### [ASSIGNMENT]
Images should be left out, and everything else in the listing reproduced exactly.

### [MATERIAL SUPPLIED]
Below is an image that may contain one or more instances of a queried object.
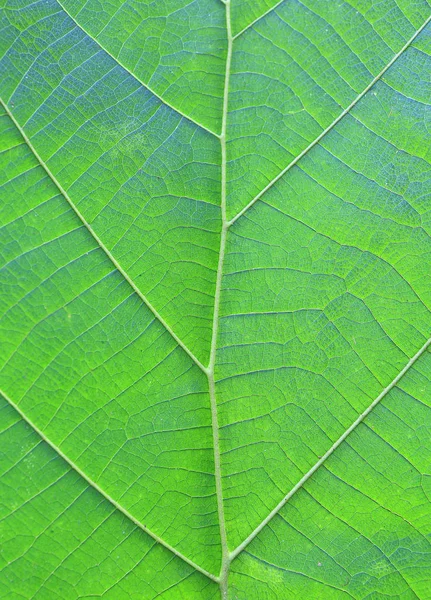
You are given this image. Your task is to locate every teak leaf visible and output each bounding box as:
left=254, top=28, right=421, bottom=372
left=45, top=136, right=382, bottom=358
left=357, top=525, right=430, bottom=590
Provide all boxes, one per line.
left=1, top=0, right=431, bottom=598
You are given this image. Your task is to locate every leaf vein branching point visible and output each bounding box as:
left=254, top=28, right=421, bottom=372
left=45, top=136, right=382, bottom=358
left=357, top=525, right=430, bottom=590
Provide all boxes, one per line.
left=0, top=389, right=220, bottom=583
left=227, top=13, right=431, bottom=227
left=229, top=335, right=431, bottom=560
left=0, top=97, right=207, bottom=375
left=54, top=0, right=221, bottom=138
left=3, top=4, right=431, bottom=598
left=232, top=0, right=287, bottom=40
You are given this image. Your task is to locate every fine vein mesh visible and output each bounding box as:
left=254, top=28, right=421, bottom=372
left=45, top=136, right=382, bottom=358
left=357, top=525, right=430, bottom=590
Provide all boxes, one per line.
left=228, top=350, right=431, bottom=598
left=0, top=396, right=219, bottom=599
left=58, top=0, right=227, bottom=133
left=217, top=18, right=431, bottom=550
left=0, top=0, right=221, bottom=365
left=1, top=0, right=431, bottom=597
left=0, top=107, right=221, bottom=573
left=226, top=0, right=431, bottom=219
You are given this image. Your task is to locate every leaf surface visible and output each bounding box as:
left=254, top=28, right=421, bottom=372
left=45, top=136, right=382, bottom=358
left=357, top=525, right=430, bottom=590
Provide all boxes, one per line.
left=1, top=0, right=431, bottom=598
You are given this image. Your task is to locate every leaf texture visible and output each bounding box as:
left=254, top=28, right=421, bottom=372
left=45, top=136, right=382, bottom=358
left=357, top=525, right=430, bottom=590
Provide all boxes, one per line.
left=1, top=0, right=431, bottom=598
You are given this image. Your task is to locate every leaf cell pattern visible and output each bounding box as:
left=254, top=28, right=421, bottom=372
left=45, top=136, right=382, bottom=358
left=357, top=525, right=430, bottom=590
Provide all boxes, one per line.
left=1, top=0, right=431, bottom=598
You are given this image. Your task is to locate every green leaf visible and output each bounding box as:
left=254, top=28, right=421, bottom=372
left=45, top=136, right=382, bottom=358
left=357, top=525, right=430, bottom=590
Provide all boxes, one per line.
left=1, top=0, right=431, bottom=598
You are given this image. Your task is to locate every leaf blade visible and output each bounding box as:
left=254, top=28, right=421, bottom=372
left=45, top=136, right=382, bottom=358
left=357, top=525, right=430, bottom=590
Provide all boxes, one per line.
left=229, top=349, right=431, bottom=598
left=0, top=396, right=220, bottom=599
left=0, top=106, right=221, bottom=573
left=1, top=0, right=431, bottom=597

### [EXPECTED ANSWER]
Below is an image that may contain one or more instances of a queried object.
You are given this image. Your task is to locate every teak leaf visible and output each bounding box as:
left=254, top=28, right=421, bottom=372
left=45, top=136, right=382, bottom=358
left=357, top=525, right=430, bottom=590
Provide all boxes, one per line.
left=1, top=0, right=431, bottom=598
You are given this image. Your task is to locate every leaf vein branching point visible and output each bounding box as:
left=254, top=28, right=421, bottom=372
left=45, top=136, right=382, bottom=358
left=357, top=525, right=430, bottom=590
Provide all boxes, one per line.
left=0, top=389, right=220, bottom=583
left=227, top=13, right=431, bottom=227
left=229, top=335, right=431, bottom=560
left=0, top=97, right=207, bottom=375
left=54, top=0, right=221, bottom=138
left=3, top=4, right=431, bottom=598
left=232, top=0, right=287, bottom=40
You are given this image. Your task is to locate every fine vein mesh visible and output each bounding box as:
left=254, top=28, right=421, bottom=372
left=45, top=136, right=382, bottom=358
left=357, top=525, right=430, bottom=590
Provide all boxes, one per line.
left=228, top=350, right=431, bottom=598
left=0, top=396, right=219, bottom=599
left=58, top=0, right=227, bottom=133
left=217, top=18, right=431, bottom=550
left=0, top=0, right=221, bottom=365
left=1, top=0, right=431, bottom=597
left=0, top=107, right=221, bottom=573
left=226, top=0, right=431, bottom=219
You are given this image. Your task is to locate every leaf surface visible and output each bounding box as:
left=254, top=28, right=421, bottom=372
left=45, top=136, right=382, bottom=358
left=357, top=525, right=430, bottom=590
Provide all boxes, one per line.
left=1, top=0, right=431, bottom=598
You are given this image. Your task is to locate every leaf texture visible and output each bounding box as:
left=254, top=28, right=421, bottom=372
left=45, top=136, right=382, bottom=358
left=357, top=525, right=430, bottom=590
Provide all boxes, one per line.
left=1, top=0, right=431, bottom=598
You are given this image. Your task is to locate every leaf cell pattern visible and output each bounding box as:
left=254, top=28, right=421, bottom=372
left=45, top=136, right=382, bottom=358
left=357, top=525, right=430, bottom=590
Provide all boxes, one per line.
left=1, top=0, right=431, bottom=598
You are given this image. Your task is to locate every green leaf visible and output each bounding box as:
left=254, top=28, right=421, bottom=372
left=45, top=136, right=382, bottom=358
left=357, top=525, right=430, bottom=590
Provide all boxes, one per line.
left=1, top=0, right=431, bottom=598
You are given this image. Your task is to locate every leaf blade visible and output each bounding box as:
left=254, top=28, right=421, bottom=372
left=45, top=136, right=382, bottom=358
left=357, top=525, right=430, bottom=590
Provide all boxes, one per line.
left=229, top=349, right=431, bottom=598
left=0, top=396, right=220, bottom=599
left=0, top=106, right=221, bottom=573
left=1, top=0, right=431, bottom=597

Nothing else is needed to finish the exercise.